Conférence de Dominique Seux

Le directeur délégué de la rédaction des Echos et éditorialiste sur France Inter nous a livré sa vision à l’issue de notre dernière Assemblée générale

Dominique Seux, journaliste économique bien connu, était invité à s’exprimer après l’assemblée générale des Semaines Sociales, le jeudi 15 juin dernier, dans une salle du quartier Montparnasse à Paris. Agé de 61 ans, Dominique Seux est directeur délégué de la rédaction des Echos et éditorialiste sur France Inter. Le conférencier nous a expliqué les grandes tendances qui caractérisent à ses yeux l’actualité économico-sociale, tant en France que dans le monde, et essayé d’anticiper sur ce que sera demain.

Données ->
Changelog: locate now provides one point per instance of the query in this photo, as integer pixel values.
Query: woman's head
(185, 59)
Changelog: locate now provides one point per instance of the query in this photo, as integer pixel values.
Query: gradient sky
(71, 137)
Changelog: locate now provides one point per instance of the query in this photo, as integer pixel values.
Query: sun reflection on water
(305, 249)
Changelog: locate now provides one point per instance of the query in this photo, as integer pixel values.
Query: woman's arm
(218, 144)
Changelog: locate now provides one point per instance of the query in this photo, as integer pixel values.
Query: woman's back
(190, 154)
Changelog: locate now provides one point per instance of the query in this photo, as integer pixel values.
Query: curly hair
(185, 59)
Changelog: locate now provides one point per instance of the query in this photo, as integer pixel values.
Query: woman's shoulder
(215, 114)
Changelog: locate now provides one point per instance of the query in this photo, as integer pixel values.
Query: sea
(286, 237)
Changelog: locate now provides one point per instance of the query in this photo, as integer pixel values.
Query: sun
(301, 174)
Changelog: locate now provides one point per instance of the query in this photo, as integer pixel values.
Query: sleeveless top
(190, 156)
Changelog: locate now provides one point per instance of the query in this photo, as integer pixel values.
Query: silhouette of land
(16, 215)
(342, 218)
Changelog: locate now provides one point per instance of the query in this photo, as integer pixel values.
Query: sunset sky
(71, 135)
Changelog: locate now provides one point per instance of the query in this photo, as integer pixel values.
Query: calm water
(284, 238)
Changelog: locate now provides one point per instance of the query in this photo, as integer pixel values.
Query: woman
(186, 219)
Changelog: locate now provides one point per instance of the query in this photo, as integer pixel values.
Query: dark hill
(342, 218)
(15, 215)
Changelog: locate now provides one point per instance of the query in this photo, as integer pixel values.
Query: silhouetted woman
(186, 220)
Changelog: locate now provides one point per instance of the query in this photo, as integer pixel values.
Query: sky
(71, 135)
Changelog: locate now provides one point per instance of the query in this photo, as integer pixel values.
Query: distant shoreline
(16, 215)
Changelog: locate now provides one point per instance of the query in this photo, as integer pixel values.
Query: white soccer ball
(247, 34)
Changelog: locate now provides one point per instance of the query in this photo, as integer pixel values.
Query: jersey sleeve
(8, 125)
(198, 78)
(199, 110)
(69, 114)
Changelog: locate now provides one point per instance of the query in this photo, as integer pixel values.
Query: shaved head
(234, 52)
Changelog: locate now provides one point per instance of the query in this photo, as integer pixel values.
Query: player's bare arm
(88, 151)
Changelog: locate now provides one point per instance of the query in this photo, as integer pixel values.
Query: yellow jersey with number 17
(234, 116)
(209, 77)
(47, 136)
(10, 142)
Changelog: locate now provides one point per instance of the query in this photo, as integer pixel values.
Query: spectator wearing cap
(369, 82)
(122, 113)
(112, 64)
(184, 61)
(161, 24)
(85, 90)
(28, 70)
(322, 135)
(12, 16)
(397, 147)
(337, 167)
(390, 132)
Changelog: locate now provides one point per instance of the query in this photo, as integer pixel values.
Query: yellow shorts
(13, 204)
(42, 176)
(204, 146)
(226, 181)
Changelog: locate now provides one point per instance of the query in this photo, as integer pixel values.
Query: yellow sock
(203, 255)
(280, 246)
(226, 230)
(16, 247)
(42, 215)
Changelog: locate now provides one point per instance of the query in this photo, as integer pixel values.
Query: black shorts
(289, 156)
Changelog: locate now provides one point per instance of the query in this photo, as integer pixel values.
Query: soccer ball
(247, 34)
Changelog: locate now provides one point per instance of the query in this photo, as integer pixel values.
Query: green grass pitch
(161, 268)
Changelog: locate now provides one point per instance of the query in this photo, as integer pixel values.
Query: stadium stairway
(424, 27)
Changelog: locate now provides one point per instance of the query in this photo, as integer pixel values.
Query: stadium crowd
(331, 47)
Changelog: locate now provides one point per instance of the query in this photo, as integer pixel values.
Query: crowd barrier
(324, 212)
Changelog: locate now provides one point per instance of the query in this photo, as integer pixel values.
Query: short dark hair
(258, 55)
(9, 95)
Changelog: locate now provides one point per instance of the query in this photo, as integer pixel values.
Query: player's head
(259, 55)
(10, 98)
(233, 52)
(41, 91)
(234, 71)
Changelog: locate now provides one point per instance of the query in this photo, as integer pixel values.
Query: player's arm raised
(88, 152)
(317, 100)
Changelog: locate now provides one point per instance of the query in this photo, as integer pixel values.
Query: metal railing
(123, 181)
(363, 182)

Consignes ->
a: Indiquez si chacune des affirmations suivantes concorde avec le document sur la conférence de Dominique Seux, en répondant oui ou non et en citant à l'identique les mots qui tranchent : (i) Dominique Seux a 61 ans ; (ii) il a pris la parole avant l'assemblée générale ; (iii) il est éditorialiste sur France Inter.
b: Relevez chaque ligne des données qui contient la chaîne « hair », en tenant compte de la casse.
Le document et les lignes n'ont aucun lien entre eux.

Réponses ->
a:
(i) Oui : « Agé de 61 ans ».
(ii) Non : « était invité à s’exprimer après l’assemblée générale des Semaines Sociales ».
(iii) Oui : « est directeur délégué de la rédaction des Echos et éditorialiste sur France Inter ».

b:
Query: curly hair
Query: short dark hair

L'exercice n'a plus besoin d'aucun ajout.